• _Task objective_
From the line containing "In the photograph above, where can the figure's head" down to the last line of the material, return those lines verbatim and only those.

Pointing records
** begin **

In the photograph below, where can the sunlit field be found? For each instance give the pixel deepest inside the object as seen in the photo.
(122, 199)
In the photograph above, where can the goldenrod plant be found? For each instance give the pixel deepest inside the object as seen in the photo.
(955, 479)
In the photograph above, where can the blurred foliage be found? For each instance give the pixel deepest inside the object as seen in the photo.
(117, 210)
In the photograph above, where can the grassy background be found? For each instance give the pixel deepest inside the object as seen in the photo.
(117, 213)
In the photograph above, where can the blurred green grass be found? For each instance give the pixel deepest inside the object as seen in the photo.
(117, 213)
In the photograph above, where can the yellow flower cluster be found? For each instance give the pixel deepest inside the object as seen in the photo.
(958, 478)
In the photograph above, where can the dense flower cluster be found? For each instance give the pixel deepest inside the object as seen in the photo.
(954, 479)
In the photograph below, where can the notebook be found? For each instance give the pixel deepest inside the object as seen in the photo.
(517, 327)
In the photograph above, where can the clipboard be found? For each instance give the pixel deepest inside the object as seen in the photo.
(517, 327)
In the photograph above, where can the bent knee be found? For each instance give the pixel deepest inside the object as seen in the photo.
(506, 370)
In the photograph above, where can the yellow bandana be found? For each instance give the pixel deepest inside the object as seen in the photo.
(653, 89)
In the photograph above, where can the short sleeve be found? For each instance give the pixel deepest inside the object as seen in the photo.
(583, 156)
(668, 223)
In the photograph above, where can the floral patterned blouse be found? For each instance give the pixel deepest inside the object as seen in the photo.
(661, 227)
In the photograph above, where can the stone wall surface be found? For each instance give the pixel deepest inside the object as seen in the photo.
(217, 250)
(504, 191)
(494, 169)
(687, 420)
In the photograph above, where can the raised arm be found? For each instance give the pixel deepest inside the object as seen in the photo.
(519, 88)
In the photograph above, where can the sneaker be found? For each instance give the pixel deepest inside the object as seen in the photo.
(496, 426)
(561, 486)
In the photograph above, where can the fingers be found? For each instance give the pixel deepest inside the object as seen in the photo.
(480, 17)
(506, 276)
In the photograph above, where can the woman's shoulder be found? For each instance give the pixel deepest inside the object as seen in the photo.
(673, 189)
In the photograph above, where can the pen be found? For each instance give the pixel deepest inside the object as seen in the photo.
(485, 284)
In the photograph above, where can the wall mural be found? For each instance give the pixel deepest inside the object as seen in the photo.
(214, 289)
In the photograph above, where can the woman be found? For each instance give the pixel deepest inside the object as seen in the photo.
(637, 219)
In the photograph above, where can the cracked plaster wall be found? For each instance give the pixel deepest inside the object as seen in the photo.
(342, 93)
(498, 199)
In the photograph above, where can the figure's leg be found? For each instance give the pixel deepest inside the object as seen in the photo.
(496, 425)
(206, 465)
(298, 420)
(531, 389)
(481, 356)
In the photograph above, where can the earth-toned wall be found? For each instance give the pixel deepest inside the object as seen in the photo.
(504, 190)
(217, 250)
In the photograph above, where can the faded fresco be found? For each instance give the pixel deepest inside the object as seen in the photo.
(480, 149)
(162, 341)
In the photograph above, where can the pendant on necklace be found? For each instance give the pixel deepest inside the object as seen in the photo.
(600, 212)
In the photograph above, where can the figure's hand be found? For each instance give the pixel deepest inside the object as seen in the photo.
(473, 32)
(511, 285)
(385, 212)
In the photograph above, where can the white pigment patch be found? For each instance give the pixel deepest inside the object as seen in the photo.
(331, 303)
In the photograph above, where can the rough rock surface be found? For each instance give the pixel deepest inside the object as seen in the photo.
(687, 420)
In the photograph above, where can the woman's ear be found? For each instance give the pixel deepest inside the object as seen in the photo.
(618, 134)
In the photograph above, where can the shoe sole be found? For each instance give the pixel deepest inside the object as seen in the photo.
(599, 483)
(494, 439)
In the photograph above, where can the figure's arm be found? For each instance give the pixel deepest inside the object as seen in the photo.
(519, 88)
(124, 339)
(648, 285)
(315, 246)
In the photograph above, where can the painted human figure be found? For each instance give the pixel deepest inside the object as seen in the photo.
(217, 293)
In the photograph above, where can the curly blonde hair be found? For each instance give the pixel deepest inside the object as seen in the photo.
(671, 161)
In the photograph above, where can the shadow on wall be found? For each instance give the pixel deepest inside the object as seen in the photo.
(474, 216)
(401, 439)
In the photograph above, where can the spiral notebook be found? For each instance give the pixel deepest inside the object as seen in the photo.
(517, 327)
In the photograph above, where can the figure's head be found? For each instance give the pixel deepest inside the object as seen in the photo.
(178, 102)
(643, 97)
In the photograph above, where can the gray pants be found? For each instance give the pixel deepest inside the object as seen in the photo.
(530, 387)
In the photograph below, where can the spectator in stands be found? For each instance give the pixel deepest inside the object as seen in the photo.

** end **

• _Worked answer_
In the photograph above, where can the figure's head be found? For each instance give the pixel deepest inside the object as seen in the photo.
(178, 102)
(643, 97)
In the photograph above, where can the gray pants be found? For each instance give the pixel deepest inside the object as seen in the photo.
(530, 387)
In the photograph below, where can the spectator in stands be found? For each instance give the pixel deepest inside the object as seen in the photo.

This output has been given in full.